America’s Oldest Vieux Carré: Charleston’s French Quarter
By Christina R. Butler/Butler Preservation for
Charleston Empire Properties – 12 February 2020
Although the name dates to the 1970s when the area became a National Register district, the French Quarter is one of the oldest sections of historic Charleston, within the original walled city. The neighborhood is bounded on the north by Cumberland Street, on the west by Meeting Street, east by the Cooper River, and to the south by Broad Street. In the past, the French Quarter would have been bustling with maritime activity, tradesmen’s workshops, and merchant’s offices because of its proximity to Charleston’s lost wharves. The neighborhood today is an eclectic mix of residences, small businesses, museums, and art galleries, and is also home to several of Charleston’s historic churches and to important historic buildings that have become museums.
The French Quarter highlighted on a 1788 Map from Library of Congress.
McCrady plat 562, early nineteenth century, showing houses, workshops, and outbuildings of various sizes along Union (now State) Street.
Charlestown was founded at its present location on the peninsula in 1680, and the high ground along the Cooper River where the French Quarter is now situated was quickly settled. The Quarter was inside the original town wall, which ran along present day East Bay Street and down Cumberland Street. The oldest public building in the state, the circa 1712 Powder Magazine, is a physical reminder of the neighborhood’s fortified colonial history.
Charlestown circa 1711, on the Edward Crisp Map. The right half of the walled portion of the town is now the French Quarter.
The French Quarter name was coined in honor of the French Huguenot protestants who fled Catholic France in the 1680s and emigrated to the new English colony of Carolina. The French Huguenot Church in the midst of the neighborhood (founded in 1687; current Gothic Revival building constructed in 1845) is the only church of its denomination still operating in the United States, and once a year the congregation still holds a service in French. Two more of the city’s oldest congregations are located in the French Quarter- Circular Congregational Church on Meeting Street and St. Philip’s Episcopal Church on aptly named Church Street. Circular was founded in the 1680s and while the current Richardsonian Romanesque style building dates to circa 1890, the graveyard has some of the oldest stones in Charleston. St. Philip’s, with its churchyard bisected by the street, was constructed in 1838 to replace the earlier building which was lost in a fire.

◆ Items from a dataset
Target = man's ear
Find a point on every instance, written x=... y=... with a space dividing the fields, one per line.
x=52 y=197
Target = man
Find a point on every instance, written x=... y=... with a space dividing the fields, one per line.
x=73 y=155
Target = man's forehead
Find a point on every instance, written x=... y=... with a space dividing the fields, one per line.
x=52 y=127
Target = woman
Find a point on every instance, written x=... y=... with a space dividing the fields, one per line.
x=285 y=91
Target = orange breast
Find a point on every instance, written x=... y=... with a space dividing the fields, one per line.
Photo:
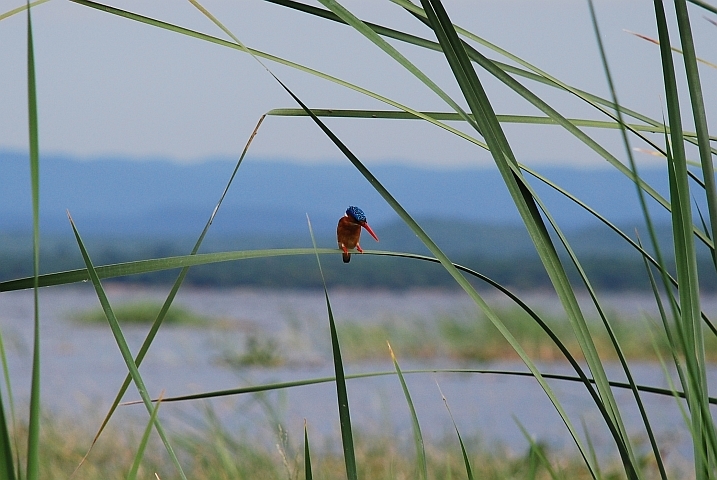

◆ Aim 1
Answer these questions using the article on Charleston's French Quarter.
(a) Which street forms the neighborhood's northern boundary?
(b) In what year was Charlestown founded at its present location on the peninsula?
(c) When was the current Gothic Revival building of the French Huguenot Church constructed?
◆ Aim 2
From the article on Charleston's French Quarter, reproduce the passage from "The French Quarter highlighted" up to and including "the French Quarter.".

◆ Task solution 1
(a) Cumberland Street
(b) 1680
(c) 1845

◆ Task solution 2
The French Quarter highlighted on a 1788 Map from Library of Congress.
McCrady plat 562, early nineteenth century, showing houses, workshops, and outbuildings of various sizes along Union (now State) Street.
Charlestown was founded at its present location on the peninsula in 1680, and the high ground along the Cooper River where the French Quarter is now situated was quickly settled. The Quarter was inside the original town wall, which ran along present day East Bay Street and down Cumberland Street. The oldest public building in the state, the circa 1712 Powder Magazine, is a physical reminder of the neighborhood’s fortified colonial history.
Charlestown circa 1711, on the Edward Crisp Map. The right half of the walled portion of the town is now the French Quarter.